- WHAT TO PRODUCE: Turn all of the data below into a two-column CSV with the header input,output. Put each text in input and the answer that follows it in output, wrapping each field in quotes and replacing line breaks with spaces.

------------------------

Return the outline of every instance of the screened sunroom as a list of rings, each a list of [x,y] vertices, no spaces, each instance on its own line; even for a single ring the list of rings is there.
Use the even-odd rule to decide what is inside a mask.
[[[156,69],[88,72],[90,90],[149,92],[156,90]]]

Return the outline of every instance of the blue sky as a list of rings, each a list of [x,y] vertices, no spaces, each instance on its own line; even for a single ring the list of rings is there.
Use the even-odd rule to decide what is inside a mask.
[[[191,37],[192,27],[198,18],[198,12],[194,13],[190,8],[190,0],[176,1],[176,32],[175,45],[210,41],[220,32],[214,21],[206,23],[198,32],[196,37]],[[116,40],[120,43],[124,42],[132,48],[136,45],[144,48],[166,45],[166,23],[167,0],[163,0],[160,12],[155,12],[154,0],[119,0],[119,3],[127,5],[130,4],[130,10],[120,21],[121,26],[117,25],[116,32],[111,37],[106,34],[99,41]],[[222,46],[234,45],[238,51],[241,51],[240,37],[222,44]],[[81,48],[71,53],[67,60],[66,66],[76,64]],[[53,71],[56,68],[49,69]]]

------------------------

- TASK ANSWER:
input,output
"Return the outline of every instance of the screened sunroom as a list of rings, each a list of [x,y] vertices, no spaces, each instance on its own line; even for a single ring the list of rings is there. Use the even-odd rule to decide what is inside a mask.","[[[156,69],[88,72],[90,90],[149,92],[156,90]]]"
"Return the outline of every instance of the blue sky as a list of rings, each a list of [x,y] vertices, no spaces, each instance on its own line; even for a single ring the list of rings is there. Use the even-odd rule to decide what is inside a mask.","[[[191,37],[192,27],[198,18],[198,12],[194,13],[190,8],[190,0],[176,1],[176,32],[175,45],[210,41],[220,32],[214,21],[206,23],[198,32],[196,37]],[[116,40],[120,43],[124,42],[132,48],[136,45],[144,48],[166,45],[166,23],[167,0],[163,0],[160,12],[155,12],[154,0],[119,0],[119,3],[127,5],[130,4],[130,10],[120,21],[121,26],[117,25],[116,32],[111,37],[106,34],[99,41]],[[222,46],[234,45],[238,51],[241,51],[240,37],[222,44]],[[81,48],[71,53],[67,60],[66,66],[76,64]],[[53,71],[56,68],[49,69]]]"